* Listing
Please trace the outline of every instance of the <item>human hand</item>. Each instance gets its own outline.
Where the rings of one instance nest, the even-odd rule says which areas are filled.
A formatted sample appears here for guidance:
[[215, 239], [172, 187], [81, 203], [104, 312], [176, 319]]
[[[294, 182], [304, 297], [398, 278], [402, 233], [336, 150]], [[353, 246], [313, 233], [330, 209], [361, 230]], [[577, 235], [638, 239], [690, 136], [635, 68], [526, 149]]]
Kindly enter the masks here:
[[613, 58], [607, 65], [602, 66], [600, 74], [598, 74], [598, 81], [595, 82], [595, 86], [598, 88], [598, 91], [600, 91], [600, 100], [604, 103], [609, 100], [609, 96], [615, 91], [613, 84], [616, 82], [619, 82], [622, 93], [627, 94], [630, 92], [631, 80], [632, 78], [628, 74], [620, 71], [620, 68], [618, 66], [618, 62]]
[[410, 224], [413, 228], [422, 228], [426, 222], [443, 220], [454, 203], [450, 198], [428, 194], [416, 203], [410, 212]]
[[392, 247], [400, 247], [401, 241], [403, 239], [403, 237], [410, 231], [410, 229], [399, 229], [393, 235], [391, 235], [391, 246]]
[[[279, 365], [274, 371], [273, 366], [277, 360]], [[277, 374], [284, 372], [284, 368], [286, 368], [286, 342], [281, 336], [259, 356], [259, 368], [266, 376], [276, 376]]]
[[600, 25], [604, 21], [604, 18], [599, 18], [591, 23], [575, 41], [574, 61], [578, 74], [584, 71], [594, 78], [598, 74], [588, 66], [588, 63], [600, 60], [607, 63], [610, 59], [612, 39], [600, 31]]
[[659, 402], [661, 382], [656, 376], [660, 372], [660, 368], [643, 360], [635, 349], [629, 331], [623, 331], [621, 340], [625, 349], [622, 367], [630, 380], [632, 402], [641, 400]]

* Instruction
Each record above should be returned exactly as it appears.

* Answer to this exercise
Please trace the outline of every instance of the <item>human hand</item>. Each instance gets its own outline.
Where the rings of one instance nest, the even-odd rule says which areas are filled.
A formatted sample appears here for guidance:
[[215, 239], [172, 187], [81, 203], [104, 312], [176, 319]]
[[[294, 182], [304, 297], [398, 278], [402, 233], [336, 150]], [[353, 246], [313, 233], [330, 209], [361, 230]], [[577, 235], [638, 239], [690, 136], [635, 68], [526, 149]]]
Kindly enter the masks here:
[[613, 58], [607, 65], [602, 66], [600, 74], [598, 74], [598, 81], [595, 82], [595, 86], [598, 88], [598, 91], [600, 91], [600, 100], [604, 103], [609, 100], [609, 96], [615, 91], [613, 84], [616, 82], [619, 82], [622, 93], [627, 94], [630, 92], [631, 80], [632, 78], [628, 74], [620, 71], [620, 68], [618, 66], [618, 62]]
[[410, 224], [413, 228], [422, 228], [426, 222], [443, 220], [454, 203], [450, 198], [428, 194], [416, 203], [410, 212]]
[[392, 247], [400, 247], [401, 241], [403, 239], [403, 237], [410, 231], [410, 229], [399, 229], [393, 235], [391, 235], [391, 246]]
[[[279, 365], [274, 371], [273, 366], [277, 360]], [[277, 374], [284, 372], [284, 368], [286, 368], [286, 342], [281, 336], [259, 356], [259, 368], [266, 376], [276, 376]]]
[[600, 25], [604, 21], [604, 18], [599, 18], [591, 23], [575, 41], [574, 61], [578, 74], [584, 71], [594, 78], [598, 74], [588, 66], [588, 63], [600, 60], [607, 63], [610, 59], [612, 39], [600, 31]]
[[659, 402], [661, 382], [656, 376], [660, 372], [660, 368], [643, 360], [635, 349], [629, 331], [623, 331], [621, 340], [625, 349], [622, 367], [630, 380], [632, 402], [641, 400]]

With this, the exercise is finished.